◆ Excerpted text

*** Block opens ***

Ellen Sandler Encourages Writers to Be God! (She writes comedy).
The numbers below are mostly just a fun way for me to mention and describe my favorite teachers. I was inspired to try TV writing by Ellen Sandler of EVERYBODY LOVES RAYMOND fame, after reading her article, “The Writer as God,” on The Writers Store website. I grabbed my pen and started right then. She’s clear, humble, talented, funny, inspiring. And this article sealed the deal. She teaches classes in person about writing original TV drama at the Writers Store in Burbank, CA, but has not yet offered the class online. I’m keeping my eyes out for that. Her book, The TV Writer’s Workbook, helps you learn how to write for existing shows.
TV, Feature, Business, Blog in 2012
As for writing in 2012, I’ve narrowed it down to:
$elling completed feature script (DEPARTURE POINT, TEXAS)
Finishing and $elling 1 new feature script (AGE OF AQUARIUS)
Finishing and $elling 1 original 1-hour TV drama pilot & several more episodes (ART AND COMMERCE)
Writing 1 blogpost every week (on this here blog, LIFE & WRITING)
In honor of the time of year, the day of the year, I resolve to write 1 to 2 hours per day on each of the above – a little less on the blog, a little more on the feature script. If I do, I will finish these projects this year and start making some money! 2012, the year of writing for pay!
To welcome the new year, I’ve found it’s wise to say goodbye to the old, so I’d like to pay homage to the teachers who have created materials that help me learn and practice screenwriting. The zig-zag path of creativity is leading me into screenwriting as I put fiction and creative nonfiction in the file cabinets for now. The following concepts are seared in my brain and integrated into my creative process. If you’re on the screenwriting path, I hope this list of numbers (concepts, inspiration, and links to resources) helps you as much as they continue to help me.

*** Block closes ***

◆ Dataset entries

*** Block opens ***

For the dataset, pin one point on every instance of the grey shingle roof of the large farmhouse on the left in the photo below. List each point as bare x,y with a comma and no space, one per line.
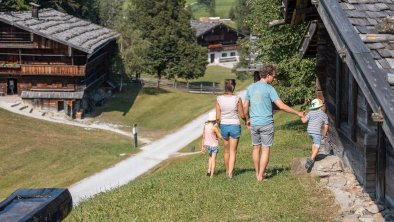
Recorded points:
63,28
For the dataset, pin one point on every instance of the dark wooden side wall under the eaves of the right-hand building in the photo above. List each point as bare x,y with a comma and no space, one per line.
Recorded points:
353,135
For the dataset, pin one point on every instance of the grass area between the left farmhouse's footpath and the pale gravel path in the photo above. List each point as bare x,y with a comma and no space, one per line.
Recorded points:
36,153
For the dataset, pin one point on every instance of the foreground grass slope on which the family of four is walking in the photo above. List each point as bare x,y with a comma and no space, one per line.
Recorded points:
179,190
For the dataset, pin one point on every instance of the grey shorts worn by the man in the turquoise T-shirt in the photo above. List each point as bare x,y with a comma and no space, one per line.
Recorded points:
262,135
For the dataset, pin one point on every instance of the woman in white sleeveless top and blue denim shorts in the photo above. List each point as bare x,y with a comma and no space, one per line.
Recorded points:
228,108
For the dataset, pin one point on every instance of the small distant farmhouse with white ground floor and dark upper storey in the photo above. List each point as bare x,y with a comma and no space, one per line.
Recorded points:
220,39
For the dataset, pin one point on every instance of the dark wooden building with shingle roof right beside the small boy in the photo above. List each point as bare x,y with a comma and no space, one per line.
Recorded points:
354,52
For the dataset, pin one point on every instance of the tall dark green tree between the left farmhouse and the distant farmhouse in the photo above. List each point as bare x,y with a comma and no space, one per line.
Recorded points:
173,49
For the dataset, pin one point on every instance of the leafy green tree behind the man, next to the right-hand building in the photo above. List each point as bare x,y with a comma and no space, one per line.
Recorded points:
278,45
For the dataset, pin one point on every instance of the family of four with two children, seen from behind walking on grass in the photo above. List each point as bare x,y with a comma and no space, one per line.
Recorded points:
256,112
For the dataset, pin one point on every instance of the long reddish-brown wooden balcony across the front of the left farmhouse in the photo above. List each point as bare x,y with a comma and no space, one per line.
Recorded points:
50,70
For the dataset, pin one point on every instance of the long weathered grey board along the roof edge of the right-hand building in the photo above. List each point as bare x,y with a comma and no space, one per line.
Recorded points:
358,58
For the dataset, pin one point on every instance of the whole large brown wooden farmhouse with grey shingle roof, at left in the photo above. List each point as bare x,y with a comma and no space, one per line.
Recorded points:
52,60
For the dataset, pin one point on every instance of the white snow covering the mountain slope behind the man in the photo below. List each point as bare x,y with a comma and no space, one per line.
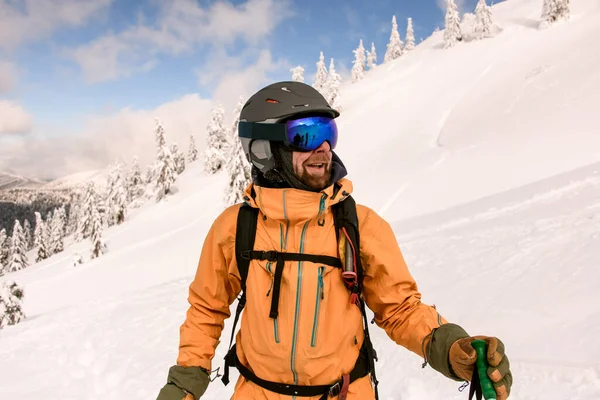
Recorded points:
485,159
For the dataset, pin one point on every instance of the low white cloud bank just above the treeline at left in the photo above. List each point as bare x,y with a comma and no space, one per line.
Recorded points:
106,138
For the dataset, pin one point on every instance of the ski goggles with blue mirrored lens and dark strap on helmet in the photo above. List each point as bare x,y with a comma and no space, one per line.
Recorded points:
302,134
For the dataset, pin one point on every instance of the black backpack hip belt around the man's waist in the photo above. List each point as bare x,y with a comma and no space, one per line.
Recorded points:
339,388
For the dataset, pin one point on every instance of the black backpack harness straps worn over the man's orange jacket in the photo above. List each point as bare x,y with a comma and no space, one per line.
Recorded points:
346,223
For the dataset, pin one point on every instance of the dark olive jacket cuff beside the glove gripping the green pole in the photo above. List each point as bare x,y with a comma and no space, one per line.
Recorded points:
438,348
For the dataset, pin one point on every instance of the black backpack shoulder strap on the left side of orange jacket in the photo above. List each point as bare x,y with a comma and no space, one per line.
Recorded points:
245,235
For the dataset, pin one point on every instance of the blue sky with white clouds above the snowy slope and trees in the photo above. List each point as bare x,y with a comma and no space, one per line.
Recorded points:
66,62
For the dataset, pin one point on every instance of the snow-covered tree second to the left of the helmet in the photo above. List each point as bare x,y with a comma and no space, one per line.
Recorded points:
217,146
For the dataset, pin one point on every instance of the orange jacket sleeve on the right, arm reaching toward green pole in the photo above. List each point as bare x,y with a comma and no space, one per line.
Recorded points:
389,289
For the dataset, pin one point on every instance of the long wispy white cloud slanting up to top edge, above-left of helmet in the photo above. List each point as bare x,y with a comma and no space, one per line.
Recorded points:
181,26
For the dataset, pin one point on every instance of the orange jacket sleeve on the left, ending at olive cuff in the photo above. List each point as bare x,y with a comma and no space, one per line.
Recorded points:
213,290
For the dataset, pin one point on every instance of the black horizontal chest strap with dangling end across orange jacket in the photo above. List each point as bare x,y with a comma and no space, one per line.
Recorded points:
281,258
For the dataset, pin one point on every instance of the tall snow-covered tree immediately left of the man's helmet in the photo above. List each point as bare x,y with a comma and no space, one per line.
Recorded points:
238,167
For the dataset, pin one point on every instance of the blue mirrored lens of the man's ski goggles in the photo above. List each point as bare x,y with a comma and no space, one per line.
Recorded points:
309,133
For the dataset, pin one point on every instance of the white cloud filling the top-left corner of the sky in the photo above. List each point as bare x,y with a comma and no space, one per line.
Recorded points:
24,20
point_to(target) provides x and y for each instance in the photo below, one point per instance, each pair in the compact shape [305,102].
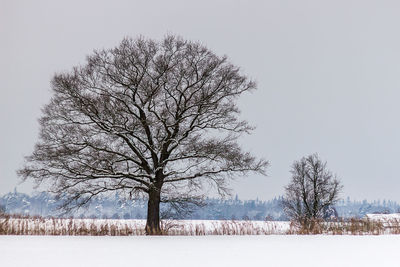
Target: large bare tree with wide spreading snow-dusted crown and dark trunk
[153,119]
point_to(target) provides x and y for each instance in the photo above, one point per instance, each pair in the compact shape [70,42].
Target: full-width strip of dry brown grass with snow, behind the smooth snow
[20,225]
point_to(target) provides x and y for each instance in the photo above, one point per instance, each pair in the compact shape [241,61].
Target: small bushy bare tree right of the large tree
[313,189]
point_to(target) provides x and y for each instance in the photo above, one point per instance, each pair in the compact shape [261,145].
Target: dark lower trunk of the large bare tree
[153,213]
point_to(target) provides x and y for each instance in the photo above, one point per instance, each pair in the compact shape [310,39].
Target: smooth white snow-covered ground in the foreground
[272,250]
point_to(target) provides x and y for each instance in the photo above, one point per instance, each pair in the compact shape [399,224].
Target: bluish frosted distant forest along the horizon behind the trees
[113,207]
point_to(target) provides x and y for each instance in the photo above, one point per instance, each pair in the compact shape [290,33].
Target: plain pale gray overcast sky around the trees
[328,77]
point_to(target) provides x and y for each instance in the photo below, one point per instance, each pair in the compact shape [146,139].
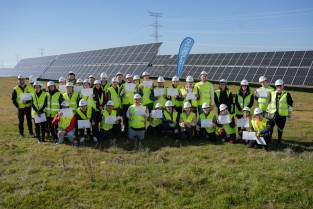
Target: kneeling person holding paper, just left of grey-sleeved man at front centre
[109,127]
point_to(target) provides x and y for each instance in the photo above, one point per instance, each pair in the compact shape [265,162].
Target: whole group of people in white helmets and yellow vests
[178,111]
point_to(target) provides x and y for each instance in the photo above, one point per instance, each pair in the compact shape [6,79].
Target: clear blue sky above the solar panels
[65,26]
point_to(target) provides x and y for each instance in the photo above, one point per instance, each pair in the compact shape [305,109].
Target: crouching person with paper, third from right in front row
[226,131]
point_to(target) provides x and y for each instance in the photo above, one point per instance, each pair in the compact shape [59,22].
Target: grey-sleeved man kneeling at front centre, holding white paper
[137,119]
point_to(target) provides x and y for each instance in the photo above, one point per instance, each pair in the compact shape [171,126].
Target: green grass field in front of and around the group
[157,172]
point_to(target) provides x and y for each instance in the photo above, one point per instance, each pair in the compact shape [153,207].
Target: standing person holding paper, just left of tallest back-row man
[189,88]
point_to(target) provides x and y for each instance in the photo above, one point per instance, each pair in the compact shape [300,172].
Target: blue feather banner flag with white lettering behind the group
[183,54]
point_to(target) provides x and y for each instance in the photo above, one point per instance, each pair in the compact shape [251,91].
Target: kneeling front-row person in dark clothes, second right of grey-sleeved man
[171,120]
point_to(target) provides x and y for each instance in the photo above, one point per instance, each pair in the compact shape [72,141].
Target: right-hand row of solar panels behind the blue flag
[294,67]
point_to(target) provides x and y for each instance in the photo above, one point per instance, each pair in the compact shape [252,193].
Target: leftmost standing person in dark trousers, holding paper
[23,107]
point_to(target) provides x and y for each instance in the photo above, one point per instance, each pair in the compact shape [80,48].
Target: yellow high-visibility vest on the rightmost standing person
[283,109]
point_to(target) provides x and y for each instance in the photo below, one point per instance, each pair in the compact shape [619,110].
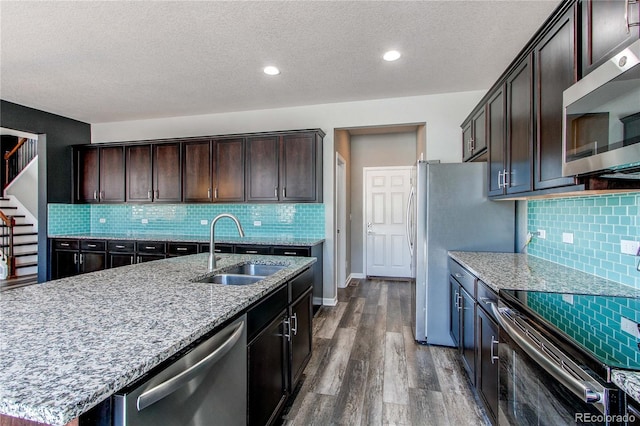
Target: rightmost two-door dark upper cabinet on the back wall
[285,168]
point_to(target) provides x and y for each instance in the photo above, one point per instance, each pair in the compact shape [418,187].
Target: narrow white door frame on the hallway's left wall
[341,221]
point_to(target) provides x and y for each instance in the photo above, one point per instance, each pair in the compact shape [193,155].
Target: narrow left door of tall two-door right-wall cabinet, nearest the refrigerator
[496,125]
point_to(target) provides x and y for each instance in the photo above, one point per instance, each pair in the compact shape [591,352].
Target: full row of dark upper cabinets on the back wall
[276,167]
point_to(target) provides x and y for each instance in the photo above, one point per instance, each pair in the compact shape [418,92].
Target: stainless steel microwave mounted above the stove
[601,120]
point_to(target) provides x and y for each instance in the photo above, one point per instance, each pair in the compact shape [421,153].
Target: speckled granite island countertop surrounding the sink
[68,344]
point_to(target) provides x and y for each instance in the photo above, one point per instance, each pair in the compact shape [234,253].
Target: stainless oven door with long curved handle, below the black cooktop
[539,385]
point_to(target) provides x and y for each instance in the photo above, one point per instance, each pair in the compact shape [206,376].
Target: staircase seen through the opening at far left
[25,240]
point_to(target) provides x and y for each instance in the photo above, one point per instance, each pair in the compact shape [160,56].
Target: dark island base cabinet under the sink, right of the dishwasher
[279,348]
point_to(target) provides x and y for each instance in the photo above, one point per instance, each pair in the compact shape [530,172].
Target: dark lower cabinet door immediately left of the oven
[488,365]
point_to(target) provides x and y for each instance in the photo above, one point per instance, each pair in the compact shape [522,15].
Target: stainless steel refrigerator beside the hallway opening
[449,210]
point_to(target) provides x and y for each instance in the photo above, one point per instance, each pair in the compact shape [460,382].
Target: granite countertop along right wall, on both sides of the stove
[518,271]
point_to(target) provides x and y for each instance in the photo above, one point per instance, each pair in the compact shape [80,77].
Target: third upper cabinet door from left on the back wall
[139,187]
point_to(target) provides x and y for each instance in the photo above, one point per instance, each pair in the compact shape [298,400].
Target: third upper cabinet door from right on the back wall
[229,170]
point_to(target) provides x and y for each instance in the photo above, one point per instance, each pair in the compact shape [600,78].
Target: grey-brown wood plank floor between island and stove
[367,369]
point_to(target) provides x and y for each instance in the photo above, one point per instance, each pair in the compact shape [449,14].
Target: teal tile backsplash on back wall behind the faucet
[258,220]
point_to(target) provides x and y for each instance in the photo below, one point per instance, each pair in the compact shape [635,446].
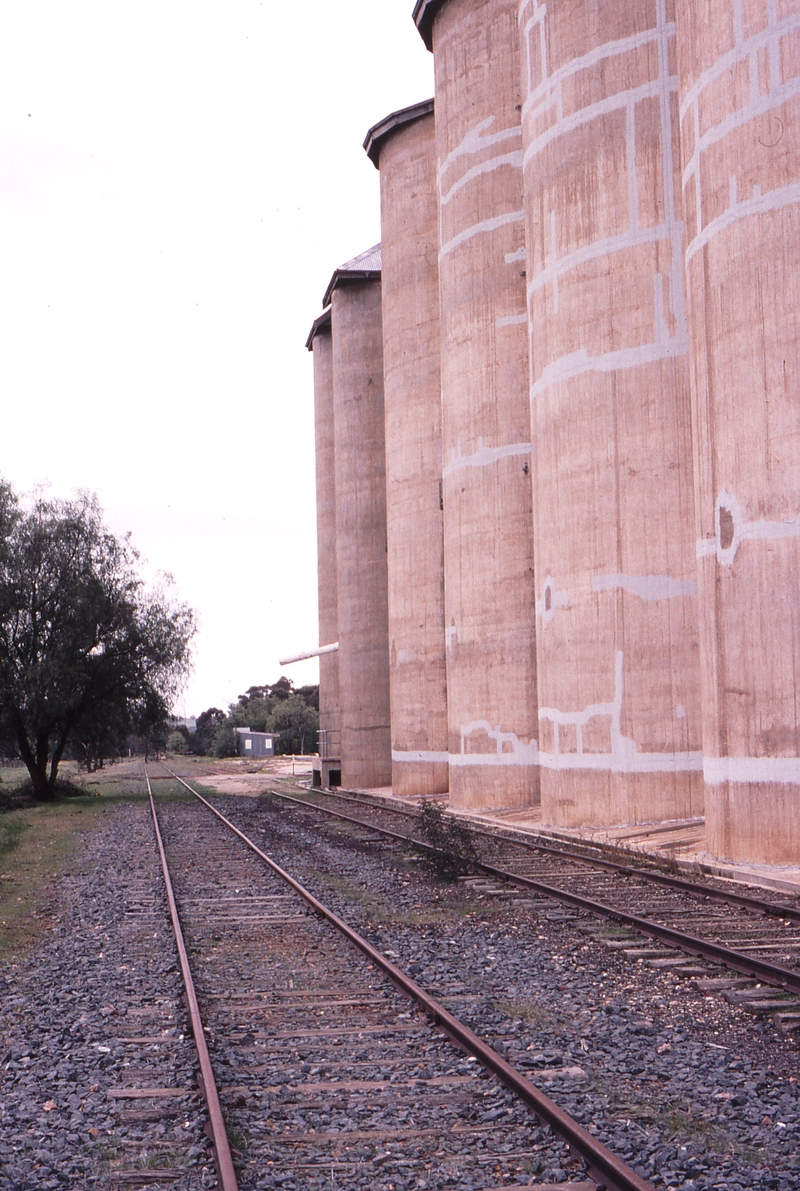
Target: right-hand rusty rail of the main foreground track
[611,1174]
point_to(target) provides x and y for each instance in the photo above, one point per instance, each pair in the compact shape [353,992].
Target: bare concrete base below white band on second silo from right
[592,799]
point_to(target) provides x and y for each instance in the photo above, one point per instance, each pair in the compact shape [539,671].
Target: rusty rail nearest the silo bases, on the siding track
[724,897]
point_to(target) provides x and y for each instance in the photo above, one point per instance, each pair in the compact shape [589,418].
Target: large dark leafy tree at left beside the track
[86,652]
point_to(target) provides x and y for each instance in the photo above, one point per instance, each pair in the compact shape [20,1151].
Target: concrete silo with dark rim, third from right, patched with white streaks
[485,414]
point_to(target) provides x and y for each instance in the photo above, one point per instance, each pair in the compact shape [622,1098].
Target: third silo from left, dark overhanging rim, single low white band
[403,147]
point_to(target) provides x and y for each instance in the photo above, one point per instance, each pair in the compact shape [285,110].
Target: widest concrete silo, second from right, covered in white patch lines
[614,498]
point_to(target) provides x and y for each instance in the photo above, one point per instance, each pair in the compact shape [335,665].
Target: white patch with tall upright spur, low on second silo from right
[624,756]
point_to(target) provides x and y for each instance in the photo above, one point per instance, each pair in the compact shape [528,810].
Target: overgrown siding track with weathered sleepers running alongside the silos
[755,940]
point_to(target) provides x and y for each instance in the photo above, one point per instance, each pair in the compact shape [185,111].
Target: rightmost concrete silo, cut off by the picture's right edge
[740,96]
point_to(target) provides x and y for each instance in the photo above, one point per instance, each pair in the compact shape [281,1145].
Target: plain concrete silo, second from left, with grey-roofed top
[361,534]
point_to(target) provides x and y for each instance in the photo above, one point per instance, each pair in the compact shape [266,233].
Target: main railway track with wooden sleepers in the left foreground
[335,1069]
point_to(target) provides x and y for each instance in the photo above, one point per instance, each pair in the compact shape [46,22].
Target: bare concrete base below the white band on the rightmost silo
[754,822]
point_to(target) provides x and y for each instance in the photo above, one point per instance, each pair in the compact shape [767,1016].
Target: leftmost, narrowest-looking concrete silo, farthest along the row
[327,570]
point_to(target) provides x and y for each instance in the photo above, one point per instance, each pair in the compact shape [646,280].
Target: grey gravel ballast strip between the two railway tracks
[666,1063]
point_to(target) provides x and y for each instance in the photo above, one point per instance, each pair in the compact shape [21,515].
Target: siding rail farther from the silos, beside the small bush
[760,970]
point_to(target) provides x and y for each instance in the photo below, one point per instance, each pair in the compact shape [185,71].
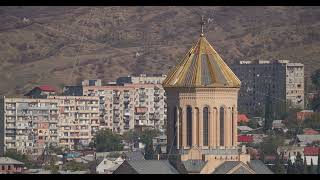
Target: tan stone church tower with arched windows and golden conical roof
[202,93]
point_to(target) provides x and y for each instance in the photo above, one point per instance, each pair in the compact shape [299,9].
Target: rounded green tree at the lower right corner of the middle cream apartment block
[106,140]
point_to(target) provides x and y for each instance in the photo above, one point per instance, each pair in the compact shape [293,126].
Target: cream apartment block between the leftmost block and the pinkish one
[78,120]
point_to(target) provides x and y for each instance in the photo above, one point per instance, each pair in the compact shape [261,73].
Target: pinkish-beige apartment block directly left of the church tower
[129,106]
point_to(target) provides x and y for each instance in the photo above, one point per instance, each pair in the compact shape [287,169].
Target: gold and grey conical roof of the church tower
[201,67]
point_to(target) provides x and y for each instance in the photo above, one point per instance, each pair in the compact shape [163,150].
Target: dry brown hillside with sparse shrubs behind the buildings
[102,42]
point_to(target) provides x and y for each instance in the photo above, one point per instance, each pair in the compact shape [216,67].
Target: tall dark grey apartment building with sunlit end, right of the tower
[281,80]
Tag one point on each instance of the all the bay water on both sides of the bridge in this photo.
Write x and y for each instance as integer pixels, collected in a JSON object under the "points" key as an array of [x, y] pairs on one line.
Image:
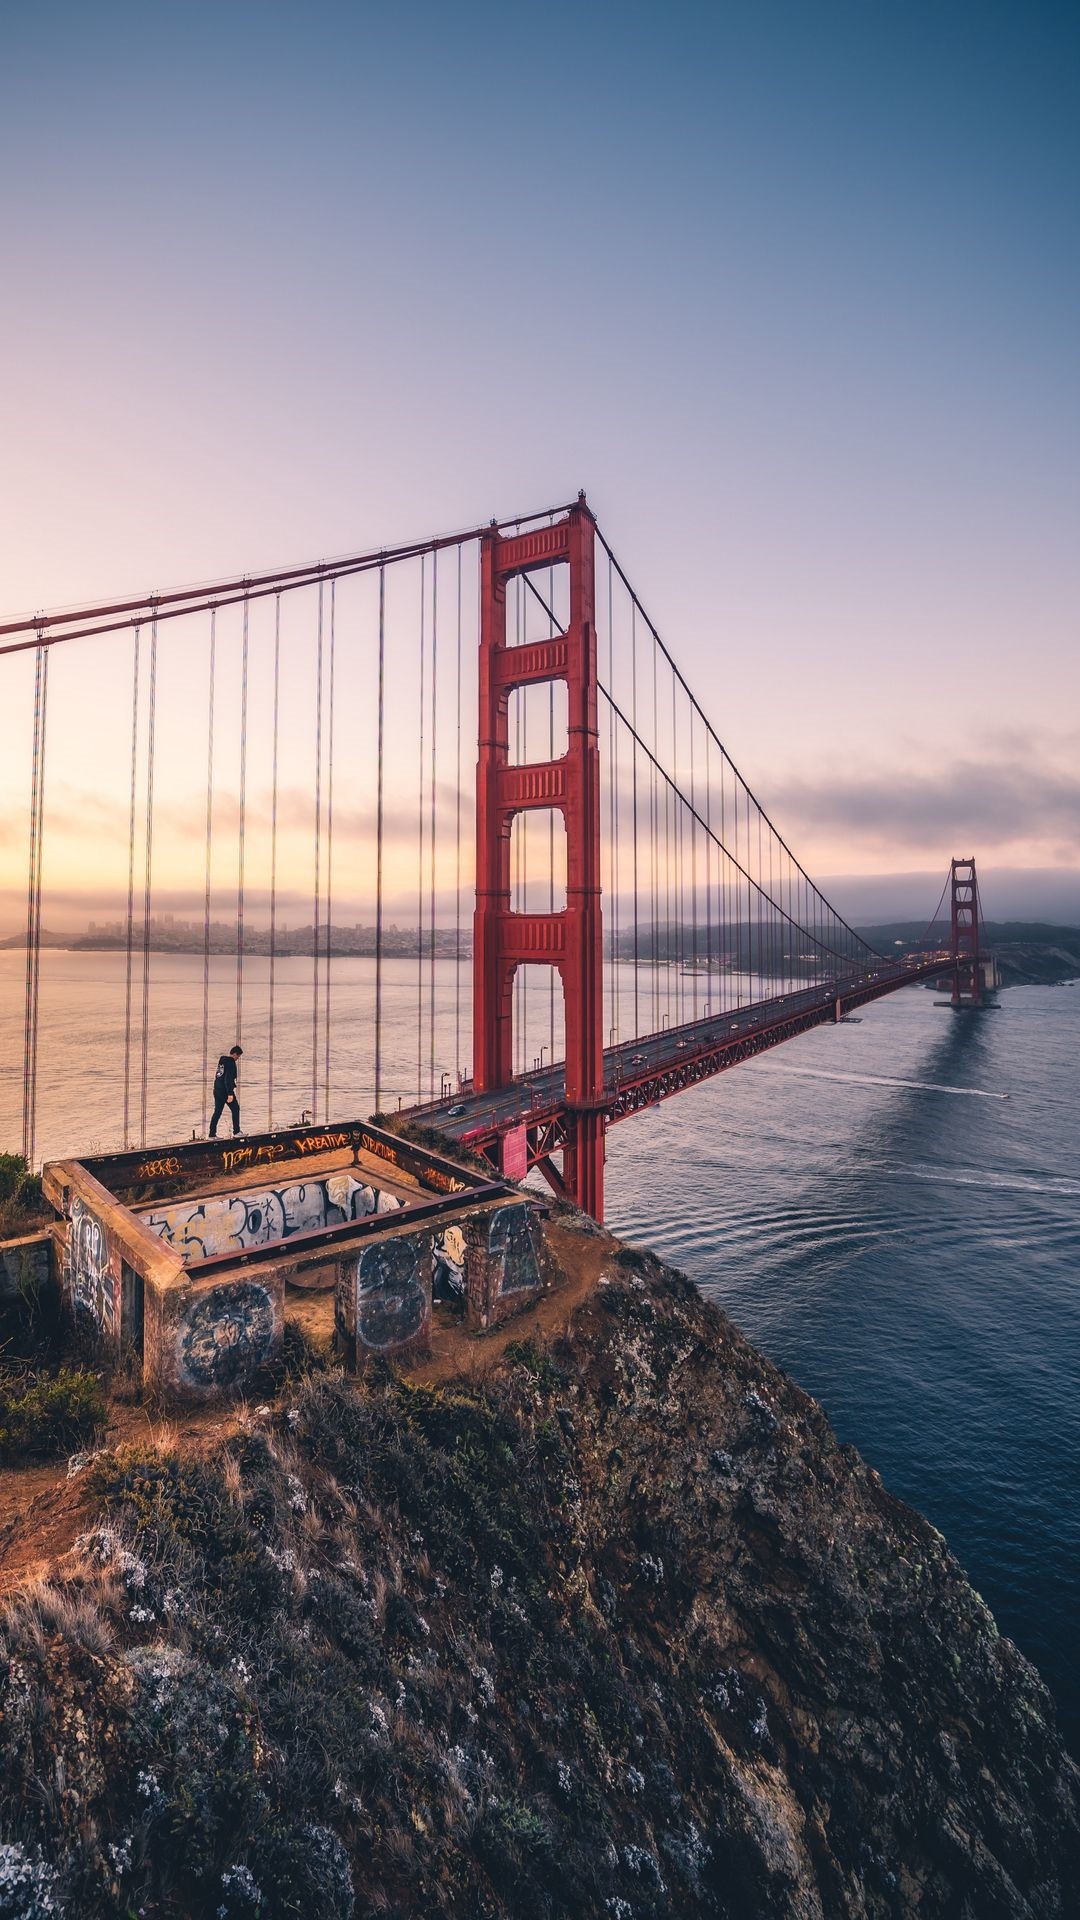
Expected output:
{"points": [[889, 1209]]}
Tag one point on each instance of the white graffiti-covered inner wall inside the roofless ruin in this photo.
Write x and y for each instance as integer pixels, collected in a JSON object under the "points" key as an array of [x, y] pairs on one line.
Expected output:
{"points": [[230, 1224]]}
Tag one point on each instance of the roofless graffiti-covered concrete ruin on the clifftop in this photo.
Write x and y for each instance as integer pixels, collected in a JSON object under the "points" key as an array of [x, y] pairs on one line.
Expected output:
{"points": [[193, 1257]]}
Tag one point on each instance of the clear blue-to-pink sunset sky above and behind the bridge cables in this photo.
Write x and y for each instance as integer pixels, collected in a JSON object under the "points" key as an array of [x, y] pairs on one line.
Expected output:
{"points": [[791, 291]]}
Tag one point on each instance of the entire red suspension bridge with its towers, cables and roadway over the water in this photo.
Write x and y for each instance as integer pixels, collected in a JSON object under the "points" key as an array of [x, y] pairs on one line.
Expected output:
{"points": [[620, 853]]}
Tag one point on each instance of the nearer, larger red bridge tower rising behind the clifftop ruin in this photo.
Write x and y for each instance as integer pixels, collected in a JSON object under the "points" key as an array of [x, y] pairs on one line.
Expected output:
{"points": [[570, 940]]}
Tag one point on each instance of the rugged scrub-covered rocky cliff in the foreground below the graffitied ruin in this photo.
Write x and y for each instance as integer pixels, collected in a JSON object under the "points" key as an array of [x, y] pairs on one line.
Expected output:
{"points": [[610, 1629]]}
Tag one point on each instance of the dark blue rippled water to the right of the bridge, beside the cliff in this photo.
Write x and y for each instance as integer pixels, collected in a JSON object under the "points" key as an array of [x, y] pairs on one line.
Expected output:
{"points": [[912, 1259]]}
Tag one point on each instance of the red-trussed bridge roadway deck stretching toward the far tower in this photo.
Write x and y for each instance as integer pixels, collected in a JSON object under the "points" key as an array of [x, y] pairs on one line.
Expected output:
{"points": [[643, 1072]]}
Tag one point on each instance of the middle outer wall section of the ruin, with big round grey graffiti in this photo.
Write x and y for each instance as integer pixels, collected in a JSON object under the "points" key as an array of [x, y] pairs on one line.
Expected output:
{"points": [[383, 1299]]}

*** Block closes ***

◆ Problems to solve
a. From the blog post on writing goals, reproduce the passage starting at "Finishing and $elling 1 original" and ending at "writing for pay!".
b. Answer these questions using the blog post on writing goals:
(i) What is the title of the Ellen Sandler article that inspired the writer to try TV writing?
(ii) What is the title of the original 1-hour TV drama pilot the writer intends to finish and sell?
(iii) How many hours per day does the writer resolve to write on each project?

◆ Responses
a.
Finishing and $elling 1 original 1-hour TV drama pilot & several more episodes (ART AND COMMERCE)
Writing 1 blogpost every week (on this here blog, LIFE & WRITING)
In honor of the time of year, the day of the year, I resolve to write 1 to 2 hours per day on each of the above – a little less on the blog, a little more on the feature script. If I do, I will finish these projects this year and start making some money! 2012, the year of writing for pay!

b.
(i) "The Writer as God"
(ii) ART AND COMMERCE
(iii) 1 to 2 hours per day